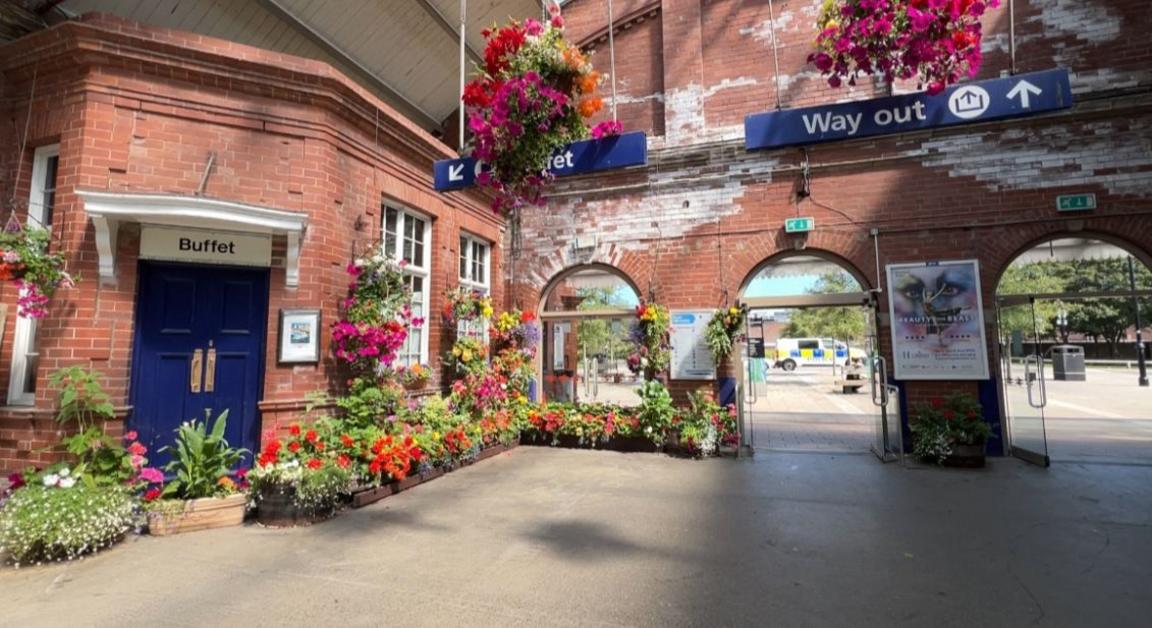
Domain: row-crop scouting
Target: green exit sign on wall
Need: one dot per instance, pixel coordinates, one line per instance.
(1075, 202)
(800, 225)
________________________
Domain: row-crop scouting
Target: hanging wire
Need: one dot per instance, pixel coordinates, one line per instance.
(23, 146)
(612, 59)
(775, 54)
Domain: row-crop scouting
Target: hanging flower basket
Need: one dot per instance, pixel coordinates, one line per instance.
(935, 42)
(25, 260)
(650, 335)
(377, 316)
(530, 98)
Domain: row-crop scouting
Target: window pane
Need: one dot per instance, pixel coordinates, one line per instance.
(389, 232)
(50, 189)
________________________
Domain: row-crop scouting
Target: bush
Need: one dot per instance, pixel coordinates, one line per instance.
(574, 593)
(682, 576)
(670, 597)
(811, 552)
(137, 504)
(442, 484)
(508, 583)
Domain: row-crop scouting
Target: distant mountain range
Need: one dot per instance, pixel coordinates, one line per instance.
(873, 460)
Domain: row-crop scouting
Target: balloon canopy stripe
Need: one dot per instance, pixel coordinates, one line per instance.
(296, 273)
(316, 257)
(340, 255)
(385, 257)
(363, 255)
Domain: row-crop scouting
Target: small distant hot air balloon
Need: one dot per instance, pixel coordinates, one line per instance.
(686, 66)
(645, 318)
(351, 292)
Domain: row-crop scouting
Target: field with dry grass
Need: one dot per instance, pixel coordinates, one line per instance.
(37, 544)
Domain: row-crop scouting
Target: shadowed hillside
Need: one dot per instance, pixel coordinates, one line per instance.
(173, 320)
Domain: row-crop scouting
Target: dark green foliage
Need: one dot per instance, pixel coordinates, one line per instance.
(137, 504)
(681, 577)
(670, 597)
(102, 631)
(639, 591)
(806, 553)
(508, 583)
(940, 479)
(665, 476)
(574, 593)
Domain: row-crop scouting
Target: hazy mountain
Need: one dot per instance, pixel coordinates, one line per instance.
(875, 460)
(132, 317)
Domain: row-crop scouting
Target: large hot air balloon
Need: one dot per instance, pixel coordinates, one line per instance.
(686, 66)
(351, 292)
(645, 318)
________________________
Determine how many lines of the data above contain the string "mountain", and answer with the number only.

2